Task to carry out
Copy nothing but the lines from the one containing "Exercise. Spot the white porch" through the last line of the entries below, exactly as written and without pictures.

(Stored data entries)
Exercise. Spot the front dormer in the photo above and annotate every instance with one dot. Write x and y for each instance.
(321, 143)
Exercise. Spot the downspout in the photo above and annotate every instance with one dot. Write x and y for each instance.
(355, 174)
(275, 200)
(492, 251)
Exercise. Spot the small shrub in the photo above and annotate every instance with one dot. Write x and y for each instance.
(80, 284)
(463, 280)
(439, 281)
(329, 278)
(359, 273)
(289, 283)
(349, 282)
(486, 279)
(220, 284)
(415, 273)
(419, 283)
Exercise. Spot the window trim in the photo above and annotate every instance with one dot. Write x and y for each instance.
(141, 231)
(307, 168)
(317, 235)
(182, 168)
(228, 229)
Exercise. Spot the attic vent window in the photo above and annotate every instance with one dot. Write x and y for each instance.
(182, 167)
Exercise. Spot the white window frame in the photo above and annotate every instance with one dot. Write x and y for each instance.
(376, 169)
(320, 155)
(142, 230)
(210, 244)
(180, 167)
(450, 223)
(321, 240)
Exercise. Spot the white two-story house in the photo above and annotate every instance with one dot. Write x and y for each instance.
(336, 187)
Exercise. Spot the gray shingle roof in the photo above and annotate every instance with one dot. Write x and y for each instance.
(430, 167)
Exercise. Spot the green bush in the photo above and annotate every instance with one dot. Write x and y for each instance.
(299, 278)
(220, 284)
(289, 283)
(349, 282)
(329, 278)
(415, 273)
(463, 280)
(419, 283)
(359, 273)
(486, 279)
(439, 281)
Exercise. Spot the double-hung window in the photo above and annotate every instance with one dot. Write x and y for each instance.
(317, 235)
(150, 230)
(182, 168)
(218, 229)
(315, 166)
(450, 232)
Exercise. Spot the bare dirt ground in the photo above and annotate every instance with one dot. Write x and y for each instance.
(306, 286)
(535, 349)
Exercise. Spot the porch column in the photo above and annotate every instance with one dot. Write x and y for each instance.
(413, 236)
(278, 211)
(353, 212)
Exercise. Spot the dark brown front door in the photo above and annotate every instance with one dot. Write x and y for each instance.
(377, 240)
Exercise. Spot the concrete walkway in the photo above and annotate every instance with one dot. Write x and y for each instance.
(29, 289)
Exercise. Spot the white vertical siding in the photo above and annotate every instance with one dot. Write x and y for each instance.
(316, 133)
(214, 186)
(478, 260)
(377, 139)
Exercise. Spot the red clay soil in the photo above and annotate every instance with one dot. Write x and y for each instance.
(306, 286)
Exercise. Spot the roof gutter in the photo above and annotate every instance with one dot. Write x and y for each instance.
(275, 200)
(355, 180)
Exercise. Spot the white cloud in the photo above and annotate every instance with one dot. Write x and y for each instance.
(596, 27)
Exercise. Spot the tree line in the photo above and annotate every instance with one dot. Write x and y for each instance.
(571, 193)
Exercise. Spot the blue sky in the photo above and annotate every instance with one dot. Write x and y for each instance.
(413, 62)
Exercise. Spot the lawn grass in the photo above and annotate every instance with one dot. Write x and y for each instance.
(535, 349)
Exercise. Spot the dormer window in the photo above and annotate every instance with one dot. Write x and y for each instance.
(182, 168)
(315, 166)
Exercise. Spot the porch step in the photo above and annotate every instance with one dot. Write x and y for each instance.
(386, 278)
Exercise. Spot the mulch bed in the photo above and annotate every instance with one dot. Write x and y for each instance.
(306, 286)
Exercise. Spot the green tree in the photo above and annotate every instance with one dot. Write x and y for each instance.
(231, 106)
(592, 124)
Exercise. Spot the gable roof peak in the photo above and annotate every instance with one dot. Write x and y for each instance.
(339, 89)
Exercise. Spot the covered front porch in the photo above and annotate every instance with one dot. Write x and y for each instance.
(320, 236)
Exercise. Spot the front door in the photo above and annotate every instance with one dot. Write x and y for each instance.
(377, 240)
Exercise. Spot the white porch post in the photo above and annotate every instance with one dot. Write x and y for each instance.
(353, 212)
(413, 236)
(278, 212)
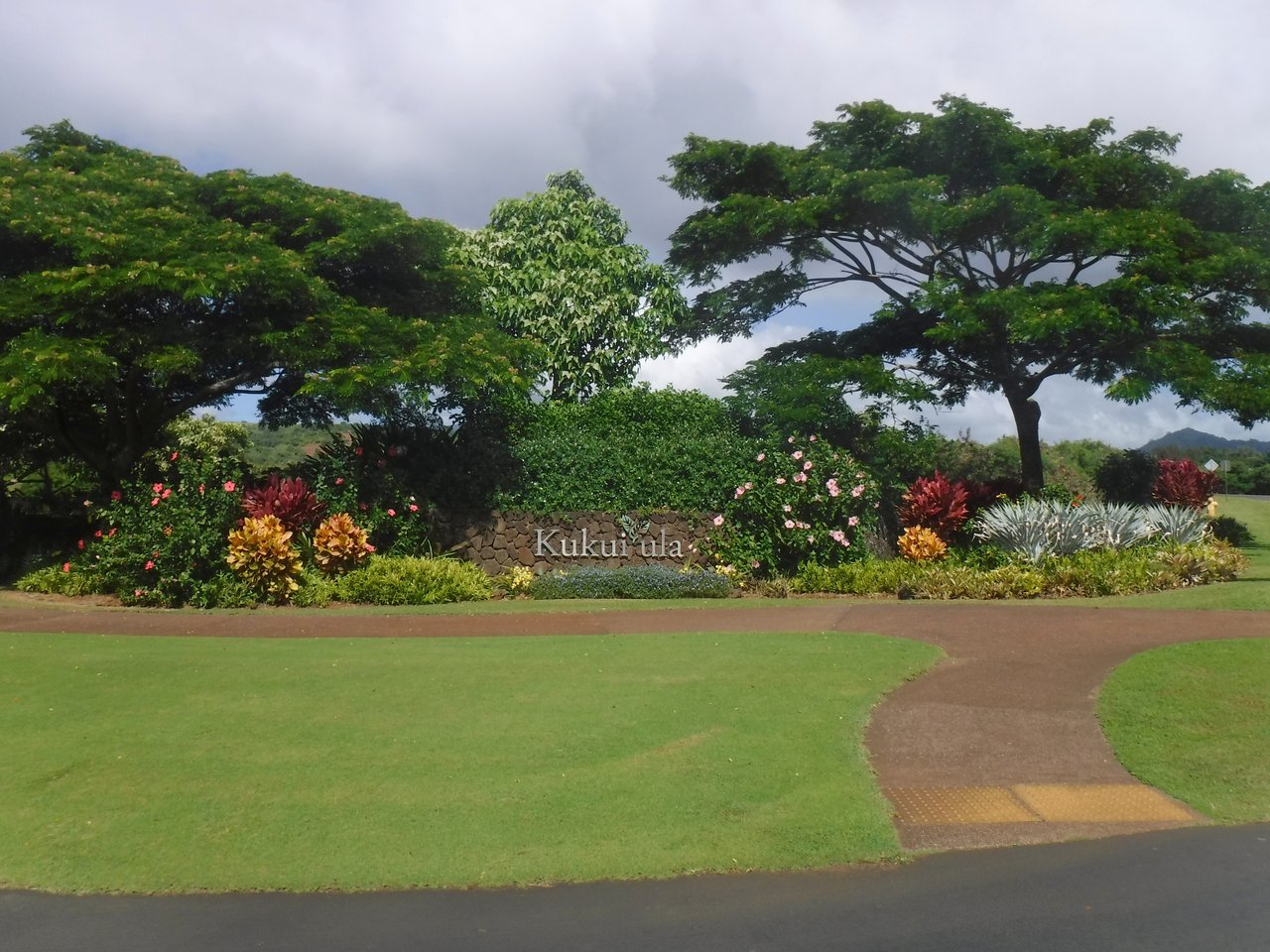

Answer to this exercise
Exercise. Spot the white porch post in the photo above and annotate every instance with one dot. Write x and y for each instance.
(353, 212)
(413, 236)
(278, 212)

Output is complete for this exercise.